━━━━━ Records shown
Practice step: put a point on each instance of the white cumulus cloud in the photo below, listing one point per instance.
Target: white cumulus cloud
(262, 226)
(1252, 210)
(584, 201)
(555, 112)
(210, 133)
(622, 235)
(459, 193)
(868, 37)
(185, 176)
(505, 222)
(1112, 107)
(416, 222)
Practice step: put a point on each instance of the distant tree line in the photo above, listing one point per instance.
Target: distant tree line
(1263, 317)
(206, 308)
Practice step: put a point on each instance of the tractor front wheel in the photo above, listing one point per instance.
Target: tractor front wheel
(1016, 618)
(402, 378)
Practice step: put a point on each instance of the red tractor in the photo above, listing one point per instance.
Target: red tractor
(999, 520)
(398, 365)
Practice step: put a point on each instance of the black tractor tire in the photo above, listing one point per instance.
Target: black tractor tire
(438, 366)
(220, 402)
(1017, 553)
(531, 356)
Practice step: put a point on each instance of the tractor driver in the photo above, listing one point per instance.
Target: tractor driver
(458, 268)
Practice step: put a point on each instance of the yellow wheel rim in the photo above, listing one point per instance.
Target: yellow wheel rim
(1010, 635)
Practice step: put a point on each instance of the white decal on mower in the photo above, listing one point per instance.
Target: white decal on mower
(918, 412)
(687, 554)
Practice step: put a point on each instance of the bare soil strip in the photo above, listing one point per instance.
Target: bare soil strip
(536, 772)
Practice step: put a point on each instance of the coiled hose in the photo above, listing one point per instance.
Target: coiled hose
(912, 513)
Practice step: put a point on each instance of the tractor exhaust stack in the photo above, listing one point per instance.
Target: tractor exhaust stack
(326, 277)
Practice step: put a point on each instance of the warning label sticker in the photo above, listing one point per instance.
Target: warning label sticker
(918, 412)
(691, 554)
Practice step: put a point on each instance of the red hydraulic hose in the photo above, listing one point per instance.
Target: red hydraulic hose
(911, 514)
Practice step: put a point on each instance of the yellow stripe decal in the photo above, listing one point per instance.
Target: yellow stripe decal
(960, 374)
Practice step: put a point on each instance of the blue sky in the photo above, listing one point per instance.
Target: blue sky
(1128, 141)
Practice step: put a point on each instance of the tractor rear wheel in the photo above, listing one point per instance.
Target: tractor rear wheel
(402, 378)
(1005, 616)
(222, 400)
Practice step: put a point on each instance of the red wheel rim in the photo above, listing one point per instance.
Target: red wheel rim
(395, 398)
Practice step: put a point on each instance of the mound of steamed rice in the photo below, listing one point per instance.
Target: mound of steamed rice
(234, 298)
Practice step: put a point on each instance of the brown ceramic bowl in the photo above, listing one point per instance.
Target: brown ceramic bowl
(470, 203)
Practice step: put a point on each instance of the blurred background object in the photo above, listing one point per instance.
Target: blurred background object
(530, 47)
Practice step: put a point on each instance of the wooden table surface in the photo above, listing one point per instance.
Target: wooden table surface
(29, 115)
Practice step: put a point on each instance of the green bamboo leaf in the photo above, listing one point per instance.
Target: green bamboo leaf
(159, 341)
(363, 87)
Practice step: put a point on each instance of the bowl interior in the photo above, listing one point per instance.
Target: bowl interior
━━━━━━━━━━
*Task goal*. Each record above is to be reproduced word for word.

*Answer to the problem*.
Practice step: put a point on each instance of the white cumulus cloud in the photo below, listing one point per instance.
Target: white cumulus cloud
(262, 226)
(1252, 210)
(584, 201)
(555, 112)
(210, 133)
(622, 235)
(459, 193)
(868, 37)
(185, 176)
(505, 222)
(1112, 107)
(416, 222)
Practice step: put a point on each instance of the distant tree line in the photo above, listing one point per instance.
Target: distant tree line
(1263, 317)
(206, 308)
Practice step: put a point on each instance of the tractor front wheel in the photo above, listing one point per instance.
Target: tractor front wheel
(1016, 618)
(402, 378)
Practice step: put a point on each instance of the red tractor in the photo above, listing one point per instance.
Target: red tractor
(999, 520)
(398, 365)
Practice step: put a point on each instance of the black tractor tire in the photo above, listing one point per instance.
Target: black tractor tire
(438, 366)
(220, 402)
(1017, 553)
(531, 356)
Practice step: put a point on each instance of the tractor driver in the photo above, listing one point per instance.
Target: tractor driver
(458, 268)
Practice step: put a point on each instance of the yellow wheel rim in the photo above, listing one point per instance.
Target: yellow wheel rim
(1010, 635)
Practice step: put a point on each instance of the white decal on mower in the photo above, listing one point per instance.
Target: white decal on mower
(918, 412)
(687, 554)
Practice step: put a point on each instance of the bare soil strip in the photo above, listing one point per instance.
Target: bare soil strip
(536, 772)
Practice step: put a point on each instance of the coiled hose in the photo above, listing one point per instance.
Target: coiled hose
(912, 513)
Practice step: put a point on each instance of the tractor exhaust stack in the photo above, listing one point per instance.
Target: tractor exhaust stack
(326, 277)
Practice step: put a point on each instance of the warning label sticker in the photo above, listing one point per instance.
Target: warning label sticker
(918, 412)
(691, 554)
Practice step: put a point on each instance of the red hydraulic hose in the photo above, listing one point per instance.
Target: red hydraulic hose
(911, 514)
Practice step: put a point on each instance of the yellow stripe decal in the photo above, listing one point per instance.
Target: yellow stripe decal
(960, 374)
Practice step: put a point on each instance of the blue sky in the photo above, listing one point per instance.
Target: blue sky
(1128, 141)
Practice step: put a point on each instance of the tractor rear wheel in the photo above, listing one point per instance.
Target: tractor rear wheel
(402, 378)
(1005, 616)
(222, 400)
Practice step: put a point on each instance of the red wheel rim in the photo above, listing one point per instance.
Target: red wheel rim
(395, 398)
Practice step: put a point on each instance of the mound of steamed rice in the photo below, listing one point per instance.
Target: mound of steamed rice
(234, 298)
Practice step: put a point on each instance of the brown ceramic bowl in the photo above, listing one point per instance.
Target: brown ceramic bowl
(470, 203)
Practice step: put a point on each instance of the blurred background object in the photo above, listing one point per instance.
Target: blurred background object
(530, 47)
Practice step: put a point on each instance of the wooden table surface in the photo above, listing one point per instance.
Target: wooden table surface
(29, 115)
Practice step: put a point on each instance of the green bamboo leaf in the photo above, listing one point per instance.
Target: green bamboo leaf
(159, 341)
(363, 87)
Practice step: put a point on each instance of the bowl interior in the photo above, listing one point per instance.
Target: bowl interior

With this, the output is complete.